What is required:
Copy every line of the records below, requests included, and add 34 to each coordinate in the answer outlines. Leave the numbers in the requests and their layout samples unchanged.

Dataset excerpts:
>>>>

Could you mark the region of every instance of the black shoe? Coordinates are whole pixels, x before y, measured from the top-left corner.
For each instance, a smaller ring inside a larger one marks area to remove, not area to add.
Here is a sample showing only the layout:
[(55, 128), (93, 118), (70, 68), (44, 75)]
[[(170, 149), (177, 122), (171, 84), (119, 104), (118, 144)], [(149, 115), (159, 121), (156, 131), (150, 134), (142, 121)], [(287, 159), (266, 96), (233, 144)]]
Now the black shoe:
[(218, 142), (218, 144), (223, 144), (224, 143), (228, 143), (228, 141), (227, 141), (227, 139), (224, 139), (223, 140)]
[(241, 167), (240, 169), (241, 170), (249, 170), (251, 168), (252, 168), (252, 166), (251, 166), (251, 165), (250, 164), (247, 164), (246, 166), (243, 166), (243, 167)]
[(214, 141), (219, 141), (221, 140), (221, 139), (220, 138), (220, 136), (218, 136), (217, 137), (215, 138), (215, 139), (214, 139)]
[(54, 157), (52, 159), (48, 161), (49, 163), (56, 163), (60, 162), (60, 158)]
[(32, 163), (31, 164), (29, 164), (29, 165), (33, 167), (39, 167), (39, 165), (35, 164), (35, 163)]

<<<<

Task answer:
Could you mark the region of every instance of the black shoe? Coordinates are whole pixels, x before y, measured from the top-left corner.
For each instance, a smaller ring inside a larger one marks area to remove, not area to add.
Here is a sample showing only the layout:
[(55, 128), (93, 118), (70, 68), (44, 75)]
[[(170, 149), (177, 122), (171, 84), (119, 104), (118, 144)], [(149, 115), (159, 121), (156, 131), (150, 134), (142, 121)], [(287, 159), (266, 96), (233, 144)]]
Now the black shoe:
[(252, 176), (252, 178), (257, 178), (258, 177), (262, 177), (262, 175), (261, 175), (261, 173), (258, 173), (257, 174)]
[(275, 201), (274, 203), (275, 204), (283, 204), (285, 202), (286, 202), (286, 200), (285, 200), (285, 199), (284, 198), (281, 198), (280, 200), (277, 200), (277, 201)]
[(248, 175), (253, 175), (255, 174), (255, 173), (254, 172), (254, 170), (252, 170), (251, 171), (249, 172), (249, 173), (248, 173)]
[(88, 191), (86, 193), (82, 195), (83, 197), (90, 197), (94, 196), (94, 192)]
[(66, 197), (65, 198), (63, 198), (63, 199), (67, 201), (73, 201), (73, 199), (69, 198), (69, 197)]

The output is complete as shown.